Jia, Blockchain-based Small Business Lender, Raises $4.3M Seed Funding

Jia, a blockchain-based fintech that lends to micro and small businesses in emerging markets, has raised $4.3 million in seed funding and an additional $1 million commitment for on-chain liquidity in a round led by early-stage backer TCG Crypto, with participation from BlockTower, Hashed Emergent, Saison Capital, and Global Coin Research.

Angel investors included Packy McCormick (founder of Not Boring), Anand Iyer of Canonical Crypto, and Jared Hecht and Rory Eakin, founders of fintech lending companies Fundera and CircleUp, respectively.

The funding will be used to expand the fintech’s operations in Kenya and the Philippines before expanding into new markets in West Africa, Latin America, and Asia.

Jia was founded last year by ex-Tala executives Zach Marks, Cheng Cheng, Ivan Orone, and Yuting Wang. The startup uses decentralized finance to provide loans to borrowers, who receive tokens upon repayment that they can later redeem at a predetermined rate based on Jia’s profits.

“The idea is to provide affordable financing for micro-businesses, and when they repay, they become owners by getting token rewards,” said Marks, Jia CEO and co-founder, adding that each token has a claim to a stream of revenues from Jia’s lending protocol.

The tokens are currently packaged as Jia points, which Marks says are redeemable once the token system is fully established. Borrowers can use them as collateral for lower interest rates, larger loan amounts, and more flexible loan terms in the meantime.

YOUR OBJECTIVE:
According to the article on Jia's seed round, in which two countries will the new funding first be used to expand operations?

INPUT DATA:
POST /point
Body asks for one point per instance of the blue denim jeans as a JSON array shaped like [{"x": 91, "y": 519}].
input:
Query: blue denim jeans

WRITTEN RESPONSE:
Kenya and the Philippines